▸ Written task A
In the case summary, what did the search warrant authorize police to compel Manganiello to do?
▸ Written task B
Restate the part of the case summary that opens with the words containing "- Manganiello moved" and closes with "plea; Manganiello appealed.", swapping "County Court" for "lower court".
▸ Written task C
According to the case summary, what three things did the County Court do?

People v. Manganiello
2025 NY Slip Op 03873
| N.Y. App. Div. | 2025Background
- Spencer Manganiello was convicted after a guilty plea to possessing child sexual abuse material found on his cell phone, after police executed a search warrant.
- Police received Google tips and conducted an investigation linking a Google account (with child abuse material) to Manganiello's residence and identity.
- The search warrant authorized police to compel Manganiello to unlock devices using his biometric data (finger/facial scan).
- During execution, Manganiello was restrained, compelled to unlock his phone using his fingerprint, and incriminating evidence was found.
- Manganiello moved to suppress the evidence, alleging violation of his Fourth and Fifth Amendment rights, specifically self-incrimination.
- The County Court denied suppression, found no violation, and accepted a guilty plea; Manganiello appealed.

▸ Dataset content
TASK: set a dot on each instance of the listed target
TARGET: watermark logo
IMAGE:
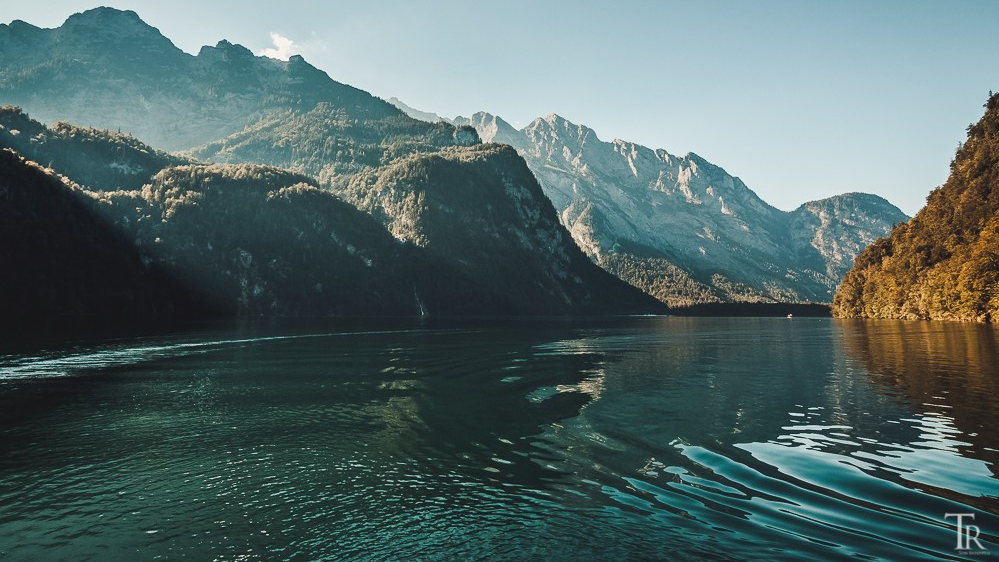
(967, 535)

▸ Expected answer A
To unlock devices using his biometric data (a finger or facial scan).

▸ Expected answer B
- Manganiello moved to suppress the evidence, alleging violation of his Fourth and Fifth Amendment rights, specifically self-incrimination.
- The lower court denied suppression, found no violation, and accepted a guilty plea; Manganiello appealed.

▸ Expected answer C
It denied suppression, found no violation, and accepted a guilty plea.